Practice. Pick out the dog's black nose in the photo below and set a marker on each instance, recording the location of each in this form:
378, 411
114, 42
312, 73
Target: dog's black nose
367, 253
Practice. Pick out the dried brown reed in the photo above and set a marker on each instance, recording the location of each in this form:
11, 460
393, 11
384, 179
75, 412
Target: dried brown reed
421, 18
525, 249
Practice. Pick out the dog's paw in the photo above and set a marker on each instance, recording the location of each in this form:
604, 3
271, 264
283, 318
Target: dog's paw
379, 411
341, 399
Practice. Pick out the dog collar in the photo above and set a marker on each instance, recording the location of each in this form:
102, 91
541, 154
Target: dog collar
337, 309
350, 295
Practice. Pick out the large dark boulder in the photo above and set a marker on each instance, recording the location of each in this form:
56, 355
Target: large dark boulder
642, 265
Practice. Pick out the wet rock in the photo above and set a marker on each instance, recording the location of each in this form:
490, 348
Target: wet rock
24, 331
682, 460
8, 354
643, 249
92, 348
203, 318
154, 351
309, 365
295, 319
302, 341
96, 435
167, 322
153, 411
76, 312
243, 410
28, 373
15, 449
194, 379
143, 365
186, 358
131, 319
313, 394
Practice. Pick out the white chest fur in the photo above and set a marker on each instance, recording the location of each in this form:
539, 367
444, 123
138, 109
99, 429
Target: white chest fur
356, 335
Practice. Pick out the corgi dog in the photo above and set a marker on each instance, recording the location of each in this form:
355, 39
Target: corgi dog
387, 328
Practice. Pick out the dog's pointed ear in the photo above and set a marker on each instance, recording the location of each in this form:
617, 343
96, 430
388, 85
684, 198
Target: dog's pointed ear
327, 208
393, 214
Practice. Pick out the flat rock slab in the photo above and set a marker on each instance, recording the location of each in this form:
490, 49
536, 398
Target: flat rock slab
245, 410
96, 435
_ _ _ _ _
EXERCISE INSTRUCTIONS -
Using the listing above, retype each line exactly.

REPLY -
Practice. Pick out the dog's black nose in the photo below and set a marker on each instance, recording the location of each in this form:
378, 411
114, 42
312, 73
Target: dog's black nose
367, 253
Practice. Pick out the dried brown reed in the photo above and set a marker on each instance, recording the location of each in this form:
11, 460
393, 11
384, 179
75, 412
Target: dried brown reed
421, 18
525, 249
Practice. Pick out the dog's paw in the photo above and set a marker on each instance, recording the location of each in this form:
604, 3
271, 264
283, 318
Target: dog's paw
379, 411
341, 399
Practice. Pick out the dog collar in the photo above and set a marker on each instance, recording the location of each in this form:
102, 91
541, 154
Target: dog collar
337, 309
350, 295
Practice. Pick out the large dark boulder in the photo above and set a marker on each instance, recording the location of each in this form:
56, 355
Target: large dark boulder
642, 265
Practice. Pick out the wet rock in the photo above and set a marker on each instance, recording the location of each in this form:
490, 348
Target: wet rock
24, 331
682, 460
8, 354
643, 249
92, 348
203, 318
154, 351
309, 365
295, 319
302, 341
96, 435
167, 322
153, 411
76, 312
243, 410
28, 373
15, 449
194, 379
143, 365
186, 358
131, 319
313, 394
Practice. Pick out the white chest fur in the photo above and set a marker on each instance, recording the location of each in this form:
539, 367
444, 123
138, 109
99, 429
Target: white chest fur
356, 335
Practice. Pick out the corgi dog in the photo above and set a marker on each instance, recording the location of each in this form:
355, 39
Target: corgi dog
387, 328
Practice. Pick out the dog's pointed ear in the photo above and set a marker on each instance, recording the location of each in this form:
617, 343
96, 430
388, 85
684, 198
Target: dog's pointed ear
327, 208
393, 214
Practice. Pick out the flat rock slab in the photo above and set a marker on each instance, recording the location of each in this form:
490, 49
536, 398
Target: flat rock slab
245, 410
96, 435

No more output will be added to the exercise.